Your objective:
Work through the records below and copy every line that includes "towel".

:: Given data

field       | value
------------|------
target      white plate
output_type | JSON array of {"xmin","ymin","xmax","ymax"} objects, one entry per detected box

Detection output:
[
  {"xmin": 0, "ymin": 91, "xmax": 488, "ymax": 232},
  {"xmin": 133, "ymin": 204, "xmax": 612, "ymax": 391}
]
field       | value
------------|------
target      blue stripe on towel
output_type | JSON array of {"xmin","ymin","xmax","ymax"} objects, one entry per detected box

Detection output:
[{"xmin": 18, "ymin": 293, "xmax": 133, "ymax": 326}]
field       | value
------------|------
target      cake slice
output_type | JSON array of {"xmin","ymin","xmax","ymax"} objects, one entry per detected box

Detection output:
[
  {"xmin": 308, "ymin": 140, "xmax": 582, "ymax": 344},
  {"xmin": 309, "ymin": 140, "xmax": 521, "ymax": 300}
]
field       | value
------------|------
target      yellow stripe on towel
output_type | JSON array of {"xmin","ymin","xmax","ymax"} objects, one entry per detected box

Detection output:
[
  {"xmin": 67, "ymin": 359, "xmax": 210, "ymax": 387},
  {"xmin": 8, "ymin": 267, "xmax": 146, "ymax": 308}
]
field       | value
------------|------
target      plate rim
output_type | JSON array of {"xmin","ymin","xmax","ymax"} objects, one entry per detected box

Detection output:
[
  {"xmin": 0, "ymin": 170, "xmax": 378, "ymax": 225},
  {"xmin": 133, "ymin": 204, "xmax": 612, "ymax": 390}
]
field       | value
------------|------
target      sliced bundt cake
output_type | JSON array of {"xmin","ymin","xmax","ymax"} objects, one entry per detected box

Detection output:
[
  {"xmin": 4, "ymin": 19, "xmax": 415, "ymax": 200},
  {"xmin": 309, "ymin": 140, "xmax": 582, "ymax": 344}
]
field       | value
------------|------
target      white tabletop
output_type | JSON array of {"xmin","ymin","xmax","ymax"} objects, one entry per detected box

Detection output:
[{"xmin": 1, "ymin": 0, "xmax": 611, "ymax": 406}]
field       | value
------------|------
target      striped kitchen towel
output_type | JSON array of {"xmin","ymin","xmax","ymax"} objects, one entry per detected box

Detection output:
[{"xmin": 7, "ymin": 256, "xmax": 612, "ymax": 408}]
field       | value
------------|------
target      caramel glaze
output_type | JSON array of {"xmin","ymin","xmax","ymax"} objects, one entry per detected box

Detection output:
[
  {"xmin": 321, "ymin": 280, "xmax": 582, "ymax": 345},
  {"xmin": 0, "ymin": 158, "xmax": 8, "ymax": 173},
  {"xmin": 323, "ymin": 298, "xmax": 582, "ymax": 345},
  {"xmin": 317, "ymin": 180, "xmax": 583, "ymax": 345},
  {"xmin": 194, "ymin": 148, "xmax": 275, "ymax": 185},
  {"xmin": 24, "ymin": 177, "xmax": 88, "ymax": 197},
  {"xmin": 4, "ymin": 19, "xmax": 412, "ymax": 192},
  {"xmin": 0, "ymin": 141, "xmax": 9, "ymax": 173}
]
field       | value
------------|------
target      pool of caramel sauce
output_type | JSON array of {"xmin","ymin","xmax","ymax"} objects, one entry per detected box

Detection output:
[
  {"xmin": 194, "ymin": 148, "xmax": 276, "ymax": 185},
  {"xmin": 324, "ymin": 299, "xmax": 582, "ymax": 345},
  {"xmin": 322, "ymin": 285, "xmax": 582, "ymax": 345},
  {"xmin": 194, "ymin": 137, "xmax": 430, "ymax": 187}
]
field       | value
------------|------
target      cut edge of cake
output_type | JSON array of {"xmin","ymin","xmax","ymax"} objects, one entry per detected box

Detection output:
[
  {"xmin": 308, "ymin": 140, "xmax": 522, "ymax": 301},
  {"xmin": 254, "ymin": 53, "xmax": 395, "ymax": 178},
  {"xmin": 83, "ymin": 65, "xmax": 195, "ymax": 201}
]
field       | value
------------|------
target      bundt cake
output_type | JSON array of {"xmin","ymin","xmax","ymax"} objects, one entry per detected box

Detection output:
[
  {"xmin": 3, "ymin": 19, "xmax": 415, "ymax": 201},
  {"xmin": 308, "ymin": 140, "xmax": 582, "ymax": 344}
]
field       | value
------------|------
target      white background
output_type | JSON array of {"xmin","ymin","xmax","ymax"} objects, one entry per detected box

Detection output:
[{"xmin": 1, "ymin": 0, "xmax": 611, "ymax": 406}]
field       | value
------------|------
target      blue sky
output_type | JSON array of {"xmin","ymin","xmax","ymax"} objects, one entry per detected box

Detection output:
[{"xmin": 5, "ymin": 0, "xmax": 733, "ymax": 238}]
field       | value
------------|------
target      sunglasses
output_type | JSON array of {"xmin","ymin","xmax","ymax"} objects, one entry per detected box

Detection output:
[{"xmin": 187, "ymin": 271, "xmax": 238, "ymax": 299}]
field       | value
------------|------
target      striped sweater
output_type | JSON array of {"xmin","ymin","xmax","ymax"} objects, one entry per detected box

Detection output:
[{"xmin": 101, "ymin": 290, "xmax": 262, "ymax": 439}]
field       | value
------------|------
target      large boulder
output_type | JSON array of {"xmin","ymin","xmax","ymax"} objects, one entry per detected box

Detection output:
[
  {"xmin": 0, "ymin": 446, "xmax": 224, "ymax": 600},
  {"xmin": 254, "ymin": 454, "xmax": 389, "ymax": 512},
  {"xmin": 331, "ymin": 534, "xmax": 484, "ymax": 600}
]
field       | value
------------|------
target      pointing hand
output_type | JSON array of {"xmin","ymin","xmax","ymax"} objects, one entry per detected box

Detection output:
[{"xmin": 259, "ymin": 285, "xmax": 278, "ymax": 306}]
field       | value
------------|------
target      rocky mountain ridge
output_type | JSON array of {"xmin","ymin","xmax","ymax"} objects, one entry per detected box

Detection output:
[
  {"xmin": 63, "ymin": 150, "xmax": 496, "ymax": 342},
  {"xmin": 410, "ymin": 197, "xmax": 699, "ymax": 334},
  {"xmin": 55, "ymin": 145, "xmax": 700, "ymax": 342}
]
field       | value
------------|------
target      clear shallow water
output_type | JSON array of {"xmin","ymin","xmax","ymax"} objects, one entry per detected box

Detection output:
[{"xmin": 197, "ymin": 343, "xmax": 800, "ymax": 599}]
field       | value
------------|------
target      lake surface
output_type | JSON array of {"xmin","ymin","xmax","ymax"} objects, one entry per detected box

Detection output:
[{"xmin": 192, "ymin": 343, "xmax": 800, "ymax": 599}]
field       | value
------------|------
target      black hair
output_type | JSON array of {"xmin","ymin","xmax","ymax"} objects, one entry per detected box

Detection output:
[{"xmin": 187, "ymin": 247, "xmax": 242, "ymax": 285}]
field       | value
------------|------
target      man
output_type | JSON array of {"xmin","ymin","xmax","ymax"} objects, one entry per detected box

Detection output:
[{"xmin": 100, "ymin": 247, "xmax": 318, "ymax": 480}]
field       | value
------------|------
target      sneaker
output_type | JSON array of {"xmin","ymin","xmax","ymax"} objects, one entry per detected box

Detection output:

::::

Task response:
target      blue stripe on towel
target      yellow stripe on towel
target      striped kitchen towel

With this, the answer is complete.